After spending my afternoon on this, I finally figured out a way to pytest a python-based KFP component. As I found no other lead on this subject, I hope this can help:
Access the function to test
The trick is not to directly test the KFP component created by the @component
decorator. However you can access the inner decorated Python function through the component attribute python_func
.
Mock artifacts
Regarding the Input
and Output
artifacts, as you get around KFP to access and call the tested function, you have to create them manually and pass them to the function:
input_artifact = Dataset(uri='input_df_previously_saved.csv')
output_artifact = Dataset(uri='target_output_path.csv')
I had to come up with a workaround for how the Artifact.path
property works (which also applies for all KFP Artifact
subclasses: Dataset
, Model
, ...). If you look in KFP source code, you'll find that it uses the _get_path()
method that returns None
if the uri
attribute does not start with one of the defined cloud prefixes: "gs://"

### Data extract
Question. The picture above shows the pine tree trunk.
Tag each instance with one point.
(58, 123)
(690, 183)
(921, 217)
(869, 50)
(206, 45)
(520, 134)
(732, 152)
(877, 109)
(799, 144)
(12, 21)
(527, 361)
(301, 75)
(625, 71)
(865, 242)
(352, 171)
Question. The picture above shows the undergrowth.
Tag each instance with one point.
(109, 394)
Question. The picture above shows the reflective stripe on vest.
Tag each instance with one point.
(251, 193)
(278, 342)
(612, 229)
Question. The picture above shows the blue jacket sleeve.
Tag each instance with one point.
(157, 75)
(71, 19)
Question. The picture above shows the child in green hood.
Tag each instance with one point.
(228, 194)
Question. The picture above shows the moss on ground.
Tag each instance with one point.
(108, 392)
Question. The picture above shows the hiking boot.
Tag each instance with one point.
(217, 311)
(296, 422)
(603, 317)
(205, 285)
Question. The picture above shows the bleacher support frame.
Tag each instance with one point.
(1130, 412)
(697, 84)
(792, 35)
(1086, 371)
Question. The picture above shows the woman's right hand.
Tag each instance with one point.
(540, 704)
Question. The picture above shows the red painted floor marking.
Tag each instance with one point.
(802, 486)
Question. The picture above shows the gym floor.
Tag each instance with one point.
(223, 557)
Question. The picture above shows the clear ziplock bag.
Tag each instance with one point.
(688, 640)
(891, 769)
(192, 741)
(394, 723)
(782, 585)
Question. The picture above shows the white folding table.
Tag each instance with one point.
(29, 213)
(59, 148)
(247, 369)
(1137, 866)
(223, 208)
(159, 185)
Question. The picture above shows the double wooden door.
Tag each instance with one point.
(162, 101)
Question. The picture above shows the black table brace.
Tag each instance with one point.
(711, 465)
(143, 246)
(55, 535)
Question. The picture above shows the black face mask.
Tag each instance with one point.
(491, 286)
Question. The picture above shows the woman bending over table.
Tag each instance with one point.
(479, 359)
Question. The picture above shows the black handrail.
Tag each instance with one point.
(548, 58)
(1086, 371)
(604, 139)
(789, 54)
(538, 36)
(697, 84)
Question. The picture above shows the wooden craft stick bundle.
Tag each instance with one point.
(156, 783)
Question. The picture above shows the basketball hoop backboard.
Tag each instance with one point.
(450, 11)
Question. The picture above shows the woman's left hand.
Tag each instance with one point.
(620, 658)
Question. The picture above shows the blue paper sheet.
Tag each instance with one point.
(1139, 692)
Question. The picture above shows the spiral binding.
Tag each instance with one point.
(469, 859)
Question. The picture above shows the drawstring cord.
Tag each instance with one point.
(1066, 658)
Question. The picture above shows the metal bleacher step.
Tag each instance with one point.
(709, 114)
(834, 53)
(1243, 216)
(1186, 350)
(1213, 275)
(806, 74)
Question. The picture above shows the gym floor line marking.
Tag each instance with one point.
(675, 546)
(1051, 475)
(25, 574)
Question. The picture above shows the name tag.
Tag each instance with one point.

### Task statement
In the KFP component testing post above, repeat everything from "output_artifact = Dataset(uri='target_output_path.csv')" down to "uses the _get_path()" word for word.

### Response to this task
output_artifact = Dataset(uri='target_output_path.csv')
I had to come up with a workaround for how the Artifact.path
property works (which also applies for all KFP Artifact
subclasses: Dataset
, Model
, ...). If you look in KFP source code, you'll find that it uses the _get_path()